##### Source records #####

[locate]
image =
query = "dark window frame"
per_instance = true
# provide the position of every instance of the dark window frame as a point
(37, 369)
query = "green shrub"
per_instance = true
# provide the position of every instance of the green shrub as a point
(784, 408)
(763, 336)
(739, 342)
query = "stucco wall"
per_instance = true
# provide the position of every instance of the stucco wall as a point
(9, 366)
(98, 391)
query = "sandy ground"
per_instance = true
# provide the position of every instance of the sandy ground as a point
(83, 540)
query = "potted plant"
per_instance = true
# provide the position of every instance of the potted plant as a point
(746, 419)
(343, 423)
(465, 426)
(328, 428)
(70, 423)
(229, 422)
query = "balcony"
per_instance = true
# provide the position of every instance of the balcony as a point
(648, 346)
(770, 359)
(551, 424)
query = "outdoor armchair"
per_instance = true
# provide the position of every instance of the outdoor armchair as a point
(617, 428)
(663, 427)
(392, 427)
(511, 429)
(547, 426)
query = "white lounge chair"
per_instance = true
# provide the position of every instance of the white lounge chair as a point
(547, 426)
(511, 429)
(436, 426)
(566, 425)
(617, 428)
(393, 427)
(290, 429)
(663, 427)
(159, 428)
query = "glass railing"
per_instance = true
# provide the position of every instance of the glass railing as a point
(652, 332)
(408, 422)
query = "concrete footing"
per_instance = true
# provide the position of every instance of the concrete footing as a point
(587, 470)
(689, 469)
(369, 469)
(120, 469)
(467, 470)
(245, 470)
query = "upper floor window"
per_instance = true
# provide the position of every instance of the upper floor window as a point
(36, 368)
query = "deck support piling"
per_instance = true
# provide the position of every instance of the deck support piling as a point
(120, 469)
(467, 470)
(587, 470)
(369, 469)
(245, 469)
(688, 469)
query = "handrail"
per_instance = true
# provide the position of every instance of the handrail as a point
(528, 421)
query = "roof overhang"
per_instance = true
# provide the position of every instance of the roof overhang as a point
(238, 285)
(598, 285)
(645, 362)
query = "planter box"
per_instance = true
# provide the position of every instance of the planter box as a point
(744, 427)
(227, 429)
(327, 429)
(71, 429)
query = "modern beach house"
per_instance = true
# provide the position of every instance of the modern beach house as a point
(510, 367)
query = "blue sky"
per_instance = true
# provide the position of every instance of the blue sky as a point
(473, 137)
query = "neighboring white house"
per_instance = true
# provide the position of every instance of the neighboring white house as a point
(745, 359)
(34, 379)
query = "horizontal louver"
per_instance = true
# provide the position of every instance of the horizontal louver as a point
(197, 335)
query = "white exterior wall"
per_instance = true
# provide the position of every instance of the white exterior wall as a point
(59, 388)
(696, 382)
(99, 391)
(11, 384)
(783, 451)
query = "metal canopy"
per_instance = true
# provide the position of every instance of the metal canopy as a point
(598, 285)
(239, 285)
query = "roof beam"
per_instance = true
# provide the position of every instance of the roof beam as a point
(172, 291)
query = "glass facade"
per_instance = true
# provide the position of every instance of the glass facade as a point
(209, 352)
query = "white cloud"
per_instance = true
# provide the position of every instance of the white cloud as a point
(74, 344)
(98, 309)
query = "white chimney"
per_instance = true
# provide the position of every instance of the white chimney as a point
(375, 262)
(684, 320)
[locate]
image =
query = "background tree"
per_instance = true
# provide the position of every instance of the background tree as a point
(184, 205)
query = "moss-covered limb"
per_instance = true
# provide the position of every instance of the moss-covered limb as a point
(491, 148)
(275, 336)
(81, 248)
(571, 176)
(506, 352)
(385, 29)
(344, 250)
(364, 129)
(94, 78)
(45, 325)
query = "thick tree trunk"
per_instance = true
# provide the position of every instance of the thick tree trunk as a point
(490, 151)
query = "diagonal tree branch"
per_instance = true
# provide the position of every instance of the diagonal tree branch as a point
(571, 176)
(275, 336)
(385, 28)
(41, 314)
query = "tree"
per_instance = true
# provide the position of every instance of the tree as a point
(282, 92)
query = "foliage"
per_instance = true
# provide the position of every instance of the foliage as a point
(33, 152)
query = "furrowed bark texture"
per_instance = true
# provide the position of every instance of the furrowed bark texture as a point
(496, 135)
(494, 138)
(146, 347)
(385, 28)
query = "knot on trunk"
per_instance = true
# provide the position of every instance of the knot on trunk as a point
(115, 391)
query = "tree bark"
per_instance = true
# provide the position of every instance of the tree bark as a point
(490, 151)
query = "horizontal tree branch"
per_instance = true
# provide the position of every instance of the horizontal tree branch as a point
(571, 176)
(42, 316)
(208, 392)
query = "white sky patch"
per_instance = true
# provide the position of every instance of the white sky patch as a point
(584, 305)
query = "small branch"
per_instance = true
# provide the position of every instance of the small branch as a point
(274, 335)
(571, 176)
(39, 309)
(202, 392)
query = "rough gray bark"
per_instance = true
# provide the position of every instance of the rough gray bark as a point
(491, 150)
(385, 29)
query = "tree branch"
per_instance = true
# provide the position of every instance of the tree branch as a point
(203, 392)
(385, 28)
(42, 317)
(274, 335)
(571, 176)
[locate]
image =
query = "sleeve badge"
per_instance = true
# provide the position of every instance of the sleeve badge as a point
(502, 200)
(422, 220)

#####

- _Exercise_
Count the lines in the rows above that contain the string "rough", and reply with the number alone.

- _Answer to the task_
2